[Start of section]

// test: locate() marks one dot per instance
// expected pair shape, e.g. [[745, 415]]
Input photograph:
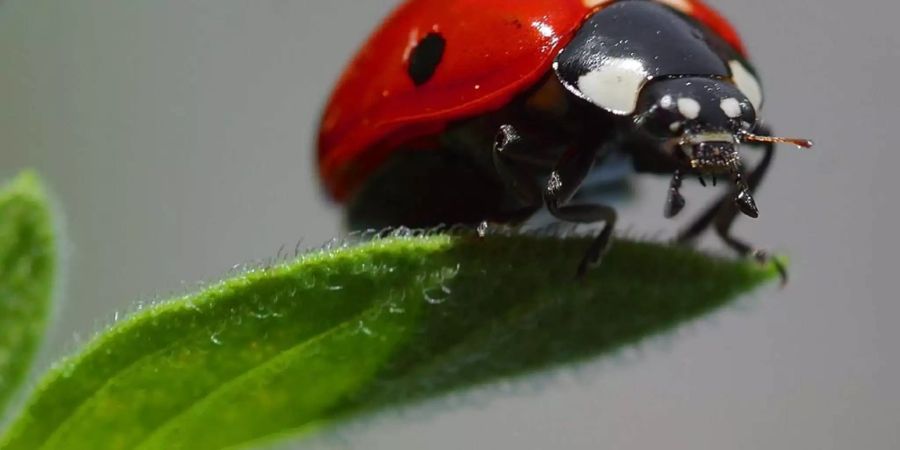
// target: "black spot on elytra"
[[425, 58]]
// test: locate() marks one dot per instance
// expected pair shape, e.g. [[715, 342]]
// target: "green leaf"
[[301, 345], [27, 265]]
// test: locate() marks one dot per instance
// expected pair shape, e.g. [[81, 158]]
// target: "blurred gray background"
[[177, 136]]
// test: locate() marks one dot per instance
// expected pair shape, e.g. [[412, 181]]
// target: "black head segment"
[[702, 117]]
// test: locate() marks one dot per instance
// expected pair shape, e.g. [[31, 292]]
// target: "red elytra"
[[495, 49]]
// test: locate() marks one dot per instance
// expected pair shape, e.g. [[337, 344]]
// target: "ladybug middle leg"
[[564, 181], [566, 177]]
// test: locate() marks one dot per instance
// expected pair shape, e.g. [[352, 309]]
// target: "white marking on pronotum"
[[747, 83], [731, 107], [681, 5], [689, 108], [595, 3], [615, 86]]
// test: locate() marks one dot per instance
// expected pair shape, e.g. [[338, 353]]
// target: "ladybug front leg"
[[564, 181], [724, 212]]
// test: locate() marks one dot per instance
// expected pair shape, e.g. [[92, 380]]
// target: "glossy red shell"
[[495, 49]]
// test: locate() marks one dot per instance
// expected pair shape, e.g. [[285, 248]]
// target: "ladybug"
[[465, 111]]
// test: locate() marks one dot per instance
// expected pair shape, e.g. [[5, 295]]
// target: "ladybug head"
[[701, 120]]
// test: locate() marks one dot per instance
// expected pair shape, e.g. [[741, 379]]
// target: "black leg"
[[563, 183], [675, 201], [724, 212], [508, 146], [726, 203]]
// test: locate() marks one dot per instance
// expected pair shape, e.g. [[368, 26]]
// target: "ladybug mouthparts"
[[712, 153]]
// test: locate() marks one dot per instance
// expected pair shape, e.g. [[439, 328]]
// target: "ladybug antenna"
[[750, 137]]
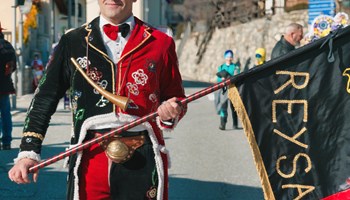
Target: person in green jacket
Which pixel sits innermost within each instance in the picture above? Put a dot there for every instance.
(225, 71)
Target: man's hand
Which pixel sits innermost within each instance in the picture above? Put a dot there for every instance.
(169, 109)
(19, 172)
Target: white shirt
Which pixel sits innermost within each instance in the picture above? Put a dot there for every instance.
(115, 47)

[End of section]

* Problem description
Wherever the listing shows a picture, omit it and output the rest exactly as given.

* Output for this task
// test: locate() marks one dot per instance
// expected pair shape, e.g. [[745, 415]]
Input photograph:
// target: "black spot on elytra"
[[425, 58]]
// test: locate() marks one dot per instance
// expected pair shape, e.g. [[715, 342]]
// target: "green leaf"
[[301, 345], [27, 265]]
// test: locate() marks one dot per instance
// expected pair shape, e.g. [[81, 158]]
// target: "blurred gray background"
[[177, 136]]
// test: locate() marks one dot per instance
// expected pair shape, e.g. [[412, 181]]
// target: "black head segment"
[[702, 117]]
// test: locate() marks one dot per instance
// expected pair shape, e.g. [[31, 292]]
// target: "red elytra"
[[495, 49]]
// test: locate() marks one dot per instance
// expected pair shape, e.g. [[337, 344]]
// target: "ladybug middle leg"
[[564, 181], [566, 177]]
// test: locate() marks one dot per instance
// expected pair shape, e.g. [[352, 309]]
// target: "white marking on pronotum"
[[747, 83], [731, 107], [681, 5], [689, 108], [595, 3], [615, 86]]
// test: locate() marks one dot per instance
// expected pair shape, e.g. [[338, 353]]
// target: "ladybug front leg"
[[564, 181], [724, 212]]
// test: locate() marks one dot per instance
// expected pair shape, e.g. [[92, 380]]
// target: "glossy red shell"
[[495, 49]]
// test: locate() marks one dot per instance
// expected pair shape, e.g. [[285, 248]]
// target: "ladybug"
[[465, 111]]
// test: locate() marks one dot per instance
// expected pair shape, e.g. [[5, 295]]
// target: "ladybug head"
[[701, 120]]
// test: locate() marks one dot per instance
// expected pair shape, e.g. [[741, 379]]
// target: "black leg"
[[563, 183], [675, 201], [724, 212], [508, 146], [726, 203]]
// test: locate() marks one dot per instance
// expected pair shape, e.g. [[368, 26]]
// target: "ladybug mouthparts"
[[712, 153]]
// test: locate() marks one dot per instance
// expected pair shape, e.g. [[439, 328]]
// target: "ladybug antenna"
[[750, 137]]
Target: person in green jacket
Which pixel sits innermost within each instance in the picture above? Put a dot there for every instance.
(225, 71)
Target: man's hand
Which pixel sits innermost within each instance in the picture above? Put a dot there for every instance.
(169, 109)
(19, 172)
Target: white shirt
Which pixel sits innermost within each instance in the picture above? Put a dot there for every instance.
(115, 47)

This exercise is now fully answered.